**Written tasks**
1 > Summarize the VART text below in two sentences.
2 > Output the part of the VART text below from "2. Query the" up to and including "Vitis AI model.".
3 > Answer these questions using the VART text below, one answer per line:
(a) What does the VART text advise doing to enable multi-threading with VART?
(b) In the Python Runner class, what does execute_async do on error?
(c) Which three networks serve as examples in the DPU debug chapter?

**Quoted text**
Deploying and Running the Model

Programming with VART

Vitis AI provides a C++ DpuRunner class with the following interfaces:

std::pair<uint32_t, int> execute_async(  
					const std::vector<TensorBuffer*>& input,  
					const std::vector<TensorBuffer*>& output);
Note: For historical reasons, this function is actually a blocking function, not an asynchronous non-blocking function.
  1. Submit input tensors for execution and output tensors to store results. The host pointer is passed using the TensorBuffer object. This function returns a job ID and the status of the function call.
    int wait(int jobid, int timeout);

    The job ID returned by execute_async is passed to wait() to block until the job is complete and the results are ready.

    TensorFormat get_tensor_format()
  2. Query the DpuRunner for the tensor format it expects.

    Returns DpuRunner::TensorFormat::NCHW or DpuRunner::TensorFormat::NHWC

    std::vector<Tensor*> get_input_tensors()
  3. Query the DpuRunner for the shape and name of the output tensors it expects for its loaded Vitis AI model.
    std::vector<Tensor*> get_output_tensors()
  4. To create a DpuRunner object call the following:
    create_runner(const xir::Subgraph* subgraph, const std::string& mode = "")

    It returns the following:

    std::unique_ptr<Runner>

The input to create_runner is a XIR subgraph generated by the Vitis AI compiler.

TIP: To enable multi-threading with VART, create a runner for each thread.

C++ Example

// get dpu subgraph by parsing model file
auto runner = vart::Runner::create_runner(subgraph, "run");
// populate input/output tensors
auto job_data = runner->execute_async(inputs, outputs);
runner->wait(job_data.first, -1);
// process outputs

Vitis AI also provides a Python ctypes Runner class that mirrors the C++ class, using the C DpuRunner implementation:

class Runner:
def __init__(self, path)
def get_input_tensors(self)
def get_output_tensors(self)
def get_tensor_format(self)
def execute_async(self, inputs, outputs)
# differences from the C++ API:
# 1. inputs and outputs are numpy arrays with C memory layout
#    the numpy arrays should be reused as their internal buffer 
#    pointers are passed to the runtime. These buffer pointers
#    may be memory-mapped to the FPGA DDR for performance.
# 2. returns job_id, throws exception on error
def wait(self, job_id)

Python Example

dpu_runner = runner.Runner(subgraph,"run")
# populate input/output tensors
jid = dpu_runner.execute_async(fpgaInput, fpgaOutput)
dpu_runner.wait(jid)
# process fpgaOutput

DPU Debug with VART

This chapter aims to demonstrate how to verify DPU inference result with VART tools. TensorFlow ResNet50, Caffe ResNet50, and PyTorch ResNet50 networks are used as examples. Following are the four steps for debugging the DPU with VART:

  1. Generate a quantized inference model and reference result
  2. Generate a DPU xmodel
  3. Generate a DPU inference result
  4. Crosscheck the reference result and the DPU inference result

Before you start to debug the DPU result, ensure that you have set up the environment according to the instructions in the Getting Started section.

**Provided data**
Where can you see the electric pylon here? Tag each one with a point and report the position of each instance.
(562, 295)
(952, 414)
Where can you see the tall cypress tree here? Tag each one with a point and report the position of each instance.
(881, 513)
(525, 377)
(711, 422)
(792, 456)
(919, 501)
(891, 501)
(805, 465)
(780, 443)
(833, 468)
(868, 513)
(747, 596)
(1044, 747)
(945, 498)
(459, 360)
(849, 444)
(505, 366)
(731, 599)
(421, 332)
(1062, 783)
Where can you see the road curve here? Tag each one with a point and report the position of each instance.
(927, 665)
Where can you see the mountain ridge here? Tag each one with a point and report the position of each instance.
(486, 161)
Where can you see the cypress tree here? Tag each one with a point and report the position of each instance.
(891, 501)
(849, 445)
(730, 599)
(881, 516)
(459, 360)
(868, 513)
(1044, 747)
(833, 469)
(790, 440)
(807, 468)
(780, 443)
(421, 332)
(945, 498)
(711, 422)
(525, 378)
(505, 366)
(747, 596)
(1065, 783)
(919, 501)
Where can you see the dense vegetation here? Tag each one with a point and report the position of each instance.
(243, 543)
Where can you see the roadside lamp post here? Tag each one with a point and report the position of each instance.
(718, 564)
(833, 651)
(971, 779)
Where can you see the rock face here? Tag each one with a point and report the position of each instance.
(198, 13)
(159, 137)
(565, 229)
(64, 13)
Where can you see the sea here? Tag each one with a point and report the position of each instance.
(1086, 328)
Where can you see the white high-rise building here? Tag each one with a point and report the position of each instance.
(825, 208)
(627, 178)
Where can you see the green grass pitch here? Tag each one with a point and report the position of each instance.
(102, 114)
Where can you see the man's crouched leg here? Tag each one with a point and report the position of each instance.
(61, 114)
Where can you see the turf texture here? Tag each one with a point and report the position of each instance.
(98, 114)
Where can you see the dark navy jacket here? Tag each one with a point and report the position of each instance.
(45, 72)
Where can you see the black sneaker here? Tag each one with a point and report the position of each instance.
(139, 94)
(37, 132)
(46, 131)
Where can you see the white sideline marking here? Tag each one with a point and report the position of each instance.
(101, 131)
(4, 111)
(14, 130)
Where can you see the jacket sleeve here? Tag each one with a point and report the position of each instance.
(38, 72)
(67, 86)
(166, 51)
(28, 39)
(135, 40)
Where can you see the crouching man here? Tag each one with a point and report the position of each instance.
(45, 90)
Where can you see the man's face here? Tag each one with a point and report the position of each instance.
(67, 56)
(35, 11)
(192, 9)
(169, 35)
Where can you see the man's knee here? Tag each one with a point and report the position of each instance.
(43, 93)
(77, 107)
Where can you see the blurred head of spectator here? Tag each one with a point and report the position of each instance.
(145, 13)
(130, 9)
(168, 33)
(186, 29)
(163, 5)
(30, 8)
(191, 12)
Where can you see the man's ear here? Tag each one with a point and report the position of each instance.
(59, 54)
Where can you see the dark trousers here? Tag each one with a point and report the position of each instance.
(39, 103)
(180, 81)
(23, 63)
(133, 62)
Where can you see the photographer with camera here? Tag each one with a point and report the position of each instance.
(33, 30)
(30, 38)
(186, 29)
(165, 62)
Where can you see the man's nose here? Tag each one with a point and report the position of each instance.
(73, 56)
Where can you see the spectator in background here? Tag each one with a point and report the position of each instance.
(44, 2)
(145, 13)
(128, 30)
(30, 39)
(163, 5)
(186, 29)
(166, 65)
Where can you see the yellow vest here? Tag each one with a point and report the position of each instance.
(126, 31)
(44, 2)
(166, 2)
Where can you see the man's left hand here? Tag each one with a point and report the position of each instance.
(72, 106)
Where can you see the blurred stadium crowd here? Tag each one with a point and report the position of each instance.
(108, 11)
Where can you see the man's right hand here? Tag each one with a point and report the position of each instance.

**Results by task**
1 > Vitis AI provides a C++ DpuRunner class with interfaces for submitting input and output tensors with execute_async, blocking until a job completes with wait, querying the expected tensor format and tensors, and creating a runner from an XIR subgraph generated by the Vitis AI compiler, as well as a Python ctypes Runner class that mirrors the C++ class. The VART text also gives four steps for debugging the DPU with VART, from generating a quantized inference model and reference result to crosschecking the reference result against the DPU inference result.

2 >
2. Query the DpuRunner for the tensor format it expects.

    Returns DpuRunner::TensorFormat::NCHW or DpuRunner::TensorFormat::NHWC

    std::vector<Tensor*> get_input_tensors()
  3. Query the DpuRunner for the shape and name of the output tensors it expects for its loaded Vitis AI model.

3 >
(a) Create a runner for each thread.
(b) It throws an exception.
(c) TensorFlow ResNet50, Caffe ResNet50, and PyTorch ResNet50.